## Selection
Teck’s key product is coking coal, and while the demand picture from China looks weak, there is conservative growth outside of China. Coking coal is mainly used to make steel, and crude steel production is estimated to grow at a 2% compound annual growth rate between 2015 and 2019 thanks to growth from India, Europe, and Japan, Korea, and Taiwan.
The supply picture, however, is bullish. Currently, 30 million tonnes of production cuts have been announced globally, with 50% being implemented by the end of 2014. The end result is that the market is now oversupplied by about 10-15 million tonnes.
Teck itself recently announced 1.5 million tonnes of coal production cuts by shuttering its six Canadian mines for a three-week period, resulting in a 22% drop in production. Teck is not ruling out further cuts as the year progresses. Most importantly though, more cuts from other suppliers are likely on the way.
Currently, 25% of coking coal production is not cash flow positive based on current prices, which should result in production declines. This is especially true for American producers; not only are these producers typically higher cost, but they also receive no currency benefit since their operations are based in the U.S. and coal is priced in U.S. dollars. Analysts also estimate costs in China are 50% cash negative.

## Listed entries
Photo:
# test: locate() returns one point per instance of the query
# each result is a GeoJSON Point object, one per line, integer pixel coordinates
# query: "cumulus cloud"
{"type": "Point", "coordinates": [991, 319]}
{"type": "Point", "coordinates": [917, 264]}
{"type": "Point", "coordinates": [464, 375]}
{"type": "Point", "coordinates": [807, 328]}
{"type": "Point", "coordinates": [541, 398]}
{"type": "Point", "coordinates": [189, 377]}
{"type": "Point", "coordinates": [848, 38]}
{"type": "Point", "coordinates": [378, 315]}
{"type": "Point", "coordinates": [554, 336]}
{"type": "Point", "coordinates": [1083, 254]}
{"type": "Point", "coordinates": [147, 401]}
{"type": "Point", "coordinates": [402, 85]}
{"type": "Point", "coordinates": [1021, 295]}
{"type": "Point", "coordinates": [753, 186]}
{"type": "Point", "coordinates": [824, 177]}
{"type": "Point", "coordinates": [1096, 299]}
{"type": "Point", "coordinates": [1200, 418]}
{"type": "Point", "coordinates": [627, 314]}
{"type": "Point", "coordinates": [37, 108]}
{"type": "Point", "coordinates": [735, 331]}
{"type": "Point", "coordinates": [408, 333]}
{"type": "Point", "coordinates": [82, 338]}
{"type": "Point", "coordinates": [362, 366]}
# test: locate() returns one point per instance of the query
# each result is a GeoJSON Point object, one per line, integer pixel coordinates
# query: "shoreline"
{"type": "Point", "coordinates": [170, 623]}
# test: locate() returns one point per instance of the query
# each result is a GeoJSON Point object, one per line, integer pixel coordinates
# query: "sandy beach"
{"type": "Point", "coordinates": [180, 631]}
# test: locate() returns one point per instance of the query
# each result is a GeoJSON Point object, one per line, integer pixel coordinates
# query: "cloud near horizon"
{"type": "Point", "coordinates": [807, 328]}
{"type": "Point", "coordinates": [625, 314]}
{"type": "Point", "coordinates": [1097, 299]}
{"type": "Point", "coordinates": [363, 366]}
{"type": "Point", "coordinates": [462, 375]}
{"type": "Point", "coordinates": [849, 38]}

## Work instructions
1. In the passage on Teck and coking coal, how many tonnes of coal production cuts did Teck announce by shutting its six Canadian mines?
2. Pick up the passage on Teck and coking coal from its last sentence and carry it forward.

## Response list
1. 1.5 million tonnes.

2.
The end result is that many forecasts see the coking coal market slowing coming back into balance. RBC, for example, is expecting metallurgical prices to rise from below $100 currently to $130 per tonne by 2018.
Teck has plenty of liquidity to withstand any weakness
Teck is currently in the midst of funding its multi-billion dollar Fort Hills oil sands project, which is expected to cost $2.3 billion annually in capital expenditures over the next three years. With declining cash flows due to falling product prices, the picture could be bleak for Teck.
Fortunately, Teck has ample liquidity available to fund its capital program, even in a worst-case pricing scenario. Currently, Teck has $1.5 billion in cash available. On top of this, the company has a US$3 billion unused credit facility, which it has just extended until 2020, and the company also just secured an additional US$1.2 billion line of credit. This means the company has over CAD$6.5 of liquidity.
The best part? Using RBC’s price forecast (with coal prices rising to $130 by 2018), Teck will not even need to deplete its available cash to fund its capital program.
While these factors don't make Teck a turnaround play, they do offer the opportunity for a potentially modest, though high-risk, return. If you are looking for a better turnaround play, consider our top turnaround pick for 2015.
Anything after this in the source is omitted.